Numéro 3 - Mars 2023

Bulletin des arrêts des chambres civiles

Bulletin des arrêts des chambres civiles

Numéro 3 - Mars 2023

CHOSE JUGEE

2e Civ., 23 mars 2023, n° 21-13.281, (B), FRH

Cassation partielle

Autorité de la chose jugée – Décision revêtue de l'autorité de la chose jugée – Jugement d'orientation – Effets

Faits et procédure

1. Selon l'arrêt attaqué (Aix-en-Provence, 14 janvier 2021) et les productions, sur des poursuites de saisie immobilière engagées par le syndicat des copropriétaires de la résidence [Adresse 11] (le syndicat des copropriétaires), à l'encontre de M. [X] et de Mme [H], les biens saisis ont été adjugés à Mme [G] [L], M. [C] [O], Mme [F] [A], épouse [O], Mme [D] [O], veuve [Z], Mme [P] [O], M. [N] [O], M. [J] [O] et Mme [U] [R], épouse [O] (les consorts [O]).

2. M. [X] et Mme [H] ont saisi un tribunal de grande instance aux fins de nullité du jugement d'adjudication et de condamnation du syndicat des copropriétaires, de son syndic, la société Citya Urbania [Localité 6], désormais dénommée Citya [Localité 9], et des consorts [O] au paiement de dommages-intérêts, appelant à la cause les créanciers inscrits, la société GE Money Bank, désormais dénommée My money bank, et le Trésor public (SIP [Localité 8]).

Examen des moyens

Sur le premier moyen, pris en sa deuxième branche

3. En application de l'article 1014, alinéa 2, du code de procédure civile, il n'y a pas lieu de statuer par une décision spécialement motivée sur ce grief qui n'est manifestement pas de nature à entraîner la cassation.

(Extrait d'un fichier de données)
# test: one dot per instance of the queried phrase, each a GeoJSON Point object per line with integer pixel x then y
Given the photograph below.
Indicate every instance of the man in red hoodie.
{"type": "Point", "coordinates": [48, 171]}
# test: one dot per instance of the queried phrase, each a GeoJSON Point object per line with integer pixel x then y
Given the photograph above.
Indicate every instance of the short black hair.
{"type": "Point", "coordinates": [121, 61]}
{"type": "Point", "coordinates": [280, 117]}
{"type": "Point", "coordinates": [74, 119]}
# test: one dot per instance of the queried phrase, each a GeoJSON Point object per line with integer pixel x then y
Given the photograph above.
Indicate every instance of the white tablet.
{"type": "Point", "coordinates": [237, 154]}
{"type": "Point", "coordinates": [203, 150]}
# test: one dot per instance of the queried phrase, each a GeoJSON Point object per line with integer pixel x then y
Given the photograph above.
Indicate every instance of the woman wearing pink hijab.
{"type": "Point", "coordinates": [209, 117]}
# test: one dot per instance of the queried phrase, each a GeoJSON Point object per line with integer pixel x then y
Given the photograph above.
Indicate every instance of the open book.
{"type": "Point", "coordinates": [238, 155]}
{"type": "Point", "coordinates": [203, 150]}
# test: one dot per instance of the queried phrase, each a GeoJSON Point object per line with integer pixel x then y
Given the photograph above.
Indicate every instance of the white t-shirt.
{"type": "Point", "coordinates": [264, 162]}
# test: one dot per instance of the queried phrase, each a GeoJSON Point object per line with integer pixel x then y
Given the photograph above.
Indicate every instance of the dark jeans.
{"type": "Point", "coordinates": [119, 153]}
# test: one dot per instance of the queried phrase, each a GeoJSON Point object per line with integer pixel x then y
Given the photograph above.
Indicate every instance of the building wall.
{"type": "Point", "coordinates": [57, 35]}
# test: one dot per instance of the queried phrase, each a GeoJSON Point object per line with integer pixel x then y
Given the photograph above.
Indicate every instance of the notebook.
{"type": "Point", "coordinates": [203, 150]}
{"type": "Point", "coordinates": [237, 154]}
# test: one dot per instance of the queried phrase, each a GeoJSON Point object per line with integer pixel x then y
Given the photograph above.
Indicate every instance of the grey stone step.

• Travail demandé:
(1) Les affirmations suivantes concordent-elles avec l'extrait ? Répondez à chacune par oui ou par non et citez mot pour mot les termes de l'extrait qui tranchent. (a) L'arrêt attaqué date du 14 janvier 2021. (b) Les poursuites de saisie immobilière ont été engagées par la société GE Money Bank. (c) M. [X] et Mme [H] ont saisi un tribunal de commerce.
(2) Selon l'extrait, sous quel nom la société GE Money Bank est-elle désormais désignée ?
Les lignes forment un matériau distinct de l'extrait.

• Corrigé:
(1)
(a) Oui : « Selon l'arrêt attaqué (Aix-en-Provence, 14 janvier 2021) ».
(b) Non : « sur des poursuites de saisie immobilière engagées par le syndicat des copropriétaires de la résidence [Adresse 11] ».
(c) Non : « M. [X] et Mme [H] ont saisi un tribunal de grande instance ».

(2) My money bank.